┌─ Records

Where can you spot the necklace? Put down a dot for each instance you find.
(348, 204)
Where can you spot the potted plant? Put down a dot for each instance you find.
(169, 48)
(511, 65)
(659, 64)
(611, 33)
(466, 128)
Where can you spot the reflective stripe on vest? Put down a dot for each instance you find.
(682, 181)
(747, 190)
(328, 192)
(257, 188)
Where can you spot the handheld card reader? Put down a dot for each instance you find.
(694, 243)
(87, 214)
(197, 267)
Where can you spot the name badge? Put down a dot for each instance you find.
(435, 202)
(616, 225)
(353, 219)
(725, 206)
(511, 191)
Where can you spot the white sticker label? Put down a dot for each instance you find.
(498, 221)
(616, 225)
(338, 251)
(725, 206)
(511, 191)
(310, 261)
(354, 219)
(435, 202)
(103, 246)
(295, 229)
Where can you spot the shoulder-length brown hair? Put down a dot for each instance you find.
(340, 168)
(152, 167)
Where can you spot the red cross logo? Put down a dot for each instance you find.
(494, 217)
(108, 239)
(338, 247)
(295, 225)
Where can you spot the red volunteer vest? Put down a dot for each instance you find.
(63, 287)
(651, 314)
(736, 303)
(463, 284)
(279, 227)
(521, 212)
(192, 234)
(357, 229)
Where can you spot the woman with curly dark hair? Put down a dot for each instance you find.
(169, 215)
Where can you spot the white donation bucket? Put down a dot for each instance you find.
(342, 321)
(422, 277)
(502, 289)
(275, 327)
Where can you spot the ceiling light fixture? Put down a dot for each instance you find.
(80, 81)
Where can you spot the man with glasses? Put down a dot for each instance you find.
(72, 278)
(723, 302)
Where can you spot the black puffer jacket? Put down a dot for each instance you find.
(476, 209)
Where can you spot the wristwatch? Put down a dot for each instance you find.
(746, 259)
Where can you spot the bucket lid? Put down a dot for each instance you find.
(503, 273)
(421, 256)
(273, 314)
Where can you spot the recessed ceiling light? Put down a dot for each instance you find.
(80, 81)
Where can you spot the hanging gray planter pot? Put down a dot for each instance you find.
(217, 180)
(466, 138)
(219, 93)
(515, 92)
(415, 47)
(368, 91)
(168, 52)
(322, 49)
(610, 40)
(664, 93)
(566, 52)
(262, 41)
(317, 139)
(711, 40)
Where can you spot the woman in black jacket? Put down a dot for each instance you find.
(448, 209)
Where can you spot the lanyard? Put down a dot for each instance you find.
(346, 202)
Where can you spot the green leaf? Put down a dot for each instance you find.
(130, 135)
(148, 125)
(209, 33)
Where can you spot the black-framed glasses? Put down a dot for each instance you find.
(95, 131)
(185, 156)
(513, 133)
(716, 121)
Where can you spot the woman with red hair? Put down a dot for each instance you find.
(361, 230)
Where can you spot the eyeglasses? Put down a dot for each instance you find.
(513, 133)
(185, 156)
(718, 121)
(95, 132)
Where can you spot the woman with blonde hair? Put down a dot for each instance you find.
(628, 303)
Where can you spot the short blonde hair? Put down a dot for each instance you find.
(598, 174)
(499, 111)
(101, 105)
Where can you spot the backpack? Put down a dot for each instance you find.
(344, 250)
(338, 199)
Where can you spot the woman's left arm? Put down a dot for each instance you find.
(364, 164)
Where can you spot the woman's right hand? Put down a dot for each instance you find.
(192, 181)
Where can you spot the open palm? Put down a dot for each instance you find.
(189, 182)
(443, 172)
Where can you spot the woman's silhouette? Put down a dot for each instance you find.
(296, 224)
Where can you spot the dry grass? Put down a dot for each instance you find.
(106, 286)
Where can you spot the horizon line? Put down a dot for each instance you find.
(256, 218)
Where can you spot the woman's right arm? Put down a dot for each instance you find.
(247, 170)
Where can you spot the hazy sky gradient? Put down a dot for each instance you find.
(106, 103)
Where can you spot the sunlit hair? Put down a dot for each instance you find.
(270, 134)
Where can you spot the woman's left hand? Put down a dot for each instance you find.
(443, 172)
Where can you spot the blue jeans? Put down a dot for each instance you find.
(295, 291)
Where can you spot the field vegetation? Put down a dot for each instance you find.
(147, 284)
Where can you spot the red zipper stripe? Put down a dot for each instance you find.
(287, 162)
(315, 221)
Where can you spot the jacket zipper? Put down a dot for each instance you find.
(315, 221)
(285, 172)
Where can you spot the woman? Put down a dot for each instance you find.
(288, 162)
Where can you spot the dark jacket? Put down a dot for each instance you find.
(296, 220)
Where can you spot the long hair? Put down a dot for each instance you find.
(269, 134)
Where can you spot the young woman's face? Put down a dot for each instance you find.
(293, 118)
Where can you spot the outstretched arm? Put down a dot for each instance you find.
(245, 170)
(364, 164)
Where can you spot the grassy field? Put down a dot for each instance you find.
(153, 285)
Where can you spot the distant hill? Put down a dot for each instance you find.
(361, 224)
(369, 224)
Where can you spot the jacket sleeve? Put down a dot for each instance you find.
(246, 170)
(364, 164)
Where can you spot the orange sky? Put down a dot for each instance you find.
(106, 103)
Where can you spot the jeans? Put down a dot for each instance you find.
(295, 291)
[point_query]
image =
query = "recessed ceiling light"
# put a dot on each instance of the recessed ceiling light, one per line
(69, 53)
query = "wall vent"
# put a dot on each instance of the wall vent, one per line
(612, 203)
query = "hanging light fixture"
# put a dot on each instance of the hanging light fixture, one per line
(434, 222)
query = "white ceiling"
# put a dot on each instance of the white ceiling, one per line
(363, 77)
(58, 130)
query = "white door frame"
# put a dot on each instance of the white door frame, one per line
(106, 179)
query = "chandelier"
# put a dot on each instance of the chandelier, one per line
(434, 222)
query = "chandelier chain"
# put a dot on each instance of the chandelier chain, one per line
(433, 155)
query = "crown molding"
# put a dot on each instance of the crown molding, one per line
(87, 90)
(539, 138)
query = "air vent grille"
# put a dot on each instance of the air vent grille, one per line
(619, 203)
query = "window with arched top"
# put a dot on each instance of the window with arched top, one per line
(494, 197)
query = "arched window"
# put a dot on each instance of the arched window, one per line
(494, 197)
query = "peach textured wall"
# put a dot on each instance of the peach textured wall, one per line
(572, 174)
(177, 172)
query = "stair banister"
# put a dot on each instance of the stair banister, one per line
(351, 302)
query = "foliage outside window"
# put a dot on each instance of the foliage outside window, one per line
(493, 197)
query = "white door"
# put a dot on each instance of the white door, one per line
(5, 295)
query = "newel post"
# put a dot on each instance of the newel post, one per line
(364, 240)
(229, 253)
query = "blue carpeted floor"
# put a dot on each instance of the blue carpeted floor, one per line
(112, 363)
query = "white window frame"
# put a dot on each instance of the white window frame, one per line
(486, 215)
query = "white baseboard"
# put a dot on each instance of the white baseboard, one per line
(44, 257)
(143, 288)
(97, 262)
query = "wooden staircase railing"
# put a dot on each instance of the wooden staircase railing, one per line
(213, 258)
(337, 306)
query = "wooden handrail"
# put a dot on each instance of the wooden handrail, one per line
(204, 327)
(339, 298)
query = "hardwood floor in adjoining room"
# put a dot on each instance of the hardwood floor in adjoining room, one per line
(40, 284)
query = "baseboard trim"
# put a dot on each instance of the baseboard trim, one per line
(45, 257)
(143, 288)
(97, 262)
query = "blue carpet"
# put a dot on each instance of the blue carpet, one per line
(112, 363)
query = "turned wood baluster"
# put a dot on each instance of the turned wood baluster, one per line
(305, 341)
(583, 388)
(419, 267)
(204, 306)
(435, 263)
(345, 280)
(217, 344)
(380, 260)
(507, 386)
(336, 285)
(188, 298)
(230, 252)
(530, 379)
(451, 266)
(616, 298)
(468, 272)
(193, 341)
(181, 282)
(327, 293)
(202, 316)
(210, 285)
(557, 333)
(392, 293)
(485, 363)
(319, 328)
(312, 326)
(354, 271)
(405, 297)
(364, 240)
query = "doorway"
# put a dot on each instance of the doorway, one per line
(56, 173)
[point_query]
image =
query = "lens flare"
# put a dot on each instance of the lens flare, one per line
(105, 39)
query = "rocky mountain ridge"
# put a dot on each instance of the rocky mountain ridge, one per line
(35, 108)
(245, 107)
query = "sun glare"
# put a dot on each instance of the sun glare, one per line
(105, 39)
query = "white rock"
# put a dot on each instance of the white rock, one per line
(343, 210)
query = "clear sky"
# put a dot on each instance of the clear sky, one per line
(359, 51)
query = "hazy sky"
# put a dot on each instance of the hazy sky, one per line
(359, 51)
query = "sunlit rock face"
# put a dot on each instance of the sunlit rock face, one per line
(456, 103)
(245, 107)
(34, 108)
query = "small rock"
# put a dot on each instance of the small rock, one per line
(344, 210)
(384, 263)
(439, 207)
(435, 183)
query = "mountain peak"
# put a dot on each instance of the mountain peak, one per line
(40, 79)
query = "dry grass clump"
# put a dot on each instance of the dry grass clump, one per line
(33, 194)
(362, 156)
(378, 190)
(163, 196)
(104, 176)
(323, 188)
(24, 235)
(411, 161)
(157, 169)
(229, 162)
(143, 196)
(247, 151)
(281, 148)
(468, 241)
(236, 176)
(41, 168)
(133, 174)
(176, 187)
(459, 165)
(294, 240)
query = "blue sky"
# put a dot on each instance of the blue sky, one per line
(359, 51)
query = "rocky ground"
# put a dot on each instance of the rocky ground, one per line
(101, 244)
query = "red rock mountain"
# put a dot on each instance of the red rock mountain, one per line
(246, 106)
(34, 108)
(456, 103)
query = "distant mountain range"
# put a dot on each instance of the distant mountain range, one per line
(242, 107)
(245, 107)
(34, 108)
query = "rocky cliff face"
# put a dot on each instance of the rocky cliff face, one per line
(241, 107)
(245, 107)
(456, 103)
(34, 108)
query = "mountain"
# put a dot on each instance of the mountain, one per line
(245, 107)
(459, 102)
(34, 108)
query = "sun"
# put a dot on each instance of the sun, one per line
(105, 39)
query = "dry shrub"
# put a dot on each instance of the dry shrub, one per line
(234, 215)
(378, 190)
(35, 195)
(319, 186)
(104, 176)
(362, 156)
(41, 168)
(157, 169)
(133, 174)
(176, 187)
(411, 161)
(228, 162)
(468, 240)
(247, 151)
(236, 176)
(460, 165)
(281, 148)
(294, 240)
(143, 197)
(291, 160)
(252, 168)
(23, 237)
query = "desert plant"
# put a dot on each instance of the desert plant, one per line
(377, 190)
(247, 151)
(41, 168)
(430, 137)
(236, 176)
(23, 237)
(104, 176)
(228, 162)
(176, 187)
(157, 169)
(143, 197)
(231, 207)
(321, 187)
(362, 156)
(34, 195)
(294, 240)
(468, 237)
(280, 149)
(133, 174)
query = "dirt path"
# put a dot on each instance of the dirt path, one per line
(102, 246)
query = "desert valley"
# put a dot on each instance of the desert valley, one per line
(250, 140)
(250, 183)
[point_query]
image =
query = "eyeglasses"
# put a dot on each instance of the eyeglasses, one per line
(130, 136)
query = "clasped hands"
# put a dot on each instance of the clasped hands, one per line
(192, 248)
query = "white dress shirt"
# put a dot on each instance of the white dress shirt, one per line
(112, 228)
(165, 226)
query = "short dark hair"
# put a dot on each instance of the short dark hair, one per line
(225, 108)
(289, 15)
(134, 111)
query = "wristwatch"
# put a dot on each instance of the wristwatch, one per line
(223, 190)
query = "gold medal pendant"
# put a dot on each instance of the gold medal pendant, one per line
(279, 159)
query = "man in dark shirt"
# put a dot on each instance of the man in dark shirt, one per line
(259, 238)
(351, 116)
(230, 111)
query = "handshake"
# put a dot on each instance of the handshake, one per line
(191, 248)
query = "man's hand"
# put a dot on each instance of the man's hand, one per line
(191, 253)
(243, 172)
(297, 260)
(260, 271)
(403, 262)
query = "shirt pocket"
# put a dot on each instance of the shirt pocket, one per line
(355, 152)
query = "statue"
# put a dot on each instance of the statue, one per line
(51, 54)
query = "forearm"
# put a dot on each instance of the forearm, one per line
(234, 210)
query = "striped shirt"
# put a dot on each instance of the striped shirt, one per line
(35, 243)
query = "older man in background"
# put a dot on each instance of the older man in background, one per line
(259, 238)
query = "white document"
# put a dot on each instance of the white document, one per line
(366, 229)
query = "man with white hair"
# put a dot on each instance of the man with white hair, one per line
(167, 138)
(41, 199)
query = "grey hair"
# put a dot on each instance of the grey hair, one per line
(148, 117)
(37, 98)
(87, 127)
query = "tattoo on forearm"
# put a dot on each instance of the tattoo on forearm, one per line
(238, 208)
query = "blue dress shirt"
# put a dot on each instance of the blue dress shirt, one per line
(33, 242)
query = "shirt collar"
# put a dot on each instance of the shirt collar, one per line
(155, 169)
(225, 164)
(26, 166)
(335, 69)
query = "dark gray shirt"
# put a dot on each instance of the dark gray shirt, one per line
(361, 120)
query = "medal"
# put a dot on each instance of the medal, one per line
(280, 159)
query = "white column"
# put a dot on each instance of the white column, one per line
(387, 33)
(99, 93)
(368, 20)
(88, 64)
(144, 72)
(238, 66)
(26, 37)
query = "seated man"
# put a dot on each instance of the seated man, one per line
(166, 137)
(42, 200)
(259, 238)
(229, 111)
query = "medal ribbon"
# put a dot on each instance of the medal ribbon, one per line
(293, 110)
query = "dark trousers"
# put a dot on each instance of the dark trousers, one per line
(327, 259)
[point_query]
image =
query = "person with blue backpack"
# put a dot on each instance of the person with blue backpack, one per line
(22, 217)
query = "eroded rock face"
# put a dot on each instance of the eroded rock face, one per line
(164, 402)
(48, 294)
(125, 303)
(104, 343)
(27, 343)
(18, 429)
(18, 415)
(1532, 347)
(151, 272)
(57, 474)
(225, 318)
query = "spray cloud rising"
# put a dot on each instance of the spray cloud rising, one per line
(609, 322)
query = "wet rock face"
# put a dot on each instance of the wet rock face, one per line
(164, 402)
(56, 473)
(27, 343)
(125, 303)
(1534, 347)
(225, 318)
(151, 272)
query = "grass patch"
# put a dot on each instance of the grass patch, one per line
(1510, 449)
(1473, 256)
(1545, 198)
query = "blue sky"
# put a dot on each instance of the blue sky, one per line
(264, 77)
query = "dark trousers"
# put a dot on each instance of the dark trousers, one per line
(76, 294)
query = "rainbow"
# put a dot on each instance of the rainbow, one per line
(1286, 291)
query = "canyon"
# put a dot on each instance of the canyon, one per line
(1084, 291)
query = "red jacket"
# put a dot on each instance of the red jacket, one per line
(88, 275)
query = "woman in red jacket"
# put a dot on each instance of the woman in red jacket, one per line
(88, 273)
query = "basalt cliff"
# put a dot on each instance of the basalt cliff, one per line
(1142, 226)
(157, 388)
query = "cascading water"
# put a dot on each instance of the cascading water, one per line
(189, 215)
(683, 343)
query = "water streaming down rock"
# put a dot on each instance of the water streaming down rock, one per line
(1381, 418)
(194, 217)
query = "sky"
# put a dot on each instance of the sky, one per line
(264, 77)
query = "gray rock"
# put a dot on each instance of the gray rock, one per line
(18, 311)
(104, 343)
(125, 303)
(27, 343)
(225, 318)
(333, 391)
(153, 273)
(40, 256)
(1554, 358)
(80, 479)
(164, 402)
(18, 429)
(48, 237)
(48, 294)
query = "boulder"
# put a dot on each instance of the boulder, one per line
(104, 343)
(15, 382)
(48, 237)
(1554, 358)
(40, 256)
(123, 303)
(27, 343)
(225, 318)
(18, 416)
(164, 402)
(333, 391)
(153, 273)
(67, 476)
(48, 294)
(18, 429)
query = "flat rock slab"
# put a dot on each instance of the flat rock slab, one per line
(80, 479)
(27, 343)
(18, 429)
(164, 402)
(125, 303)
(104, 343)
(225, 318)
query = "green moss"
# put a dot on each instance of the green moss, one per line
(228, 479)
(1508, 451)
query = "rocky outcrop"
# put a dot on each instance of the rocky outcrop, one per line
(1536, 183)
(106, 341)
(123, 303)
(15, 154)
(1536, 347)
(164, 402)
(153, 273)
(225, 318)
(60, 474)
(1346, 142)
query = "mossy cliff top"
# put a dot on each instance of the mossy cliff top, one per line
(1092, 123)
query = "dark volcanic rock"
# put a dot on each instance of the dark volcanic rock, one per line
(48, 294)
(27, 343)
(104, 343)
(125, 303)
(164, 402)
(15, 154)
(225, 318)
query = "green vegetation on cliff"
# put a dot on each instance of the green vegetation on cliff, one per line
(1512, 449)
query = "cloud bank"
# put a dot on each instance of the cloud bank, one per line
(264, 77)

└─

▶ Task to complete:
Reproduce nothing but the lines from the line containing "# put a dot on each instance of the green vegetation" to the last line of the data, each exactly as written.

▶ Reply:
# put a dot on each instance of the green vegetation on cliff, one per line
(1512, 449)
query = "cloud bank"
# put a dot on each instance of the cloud bank, one per line
(264, 77)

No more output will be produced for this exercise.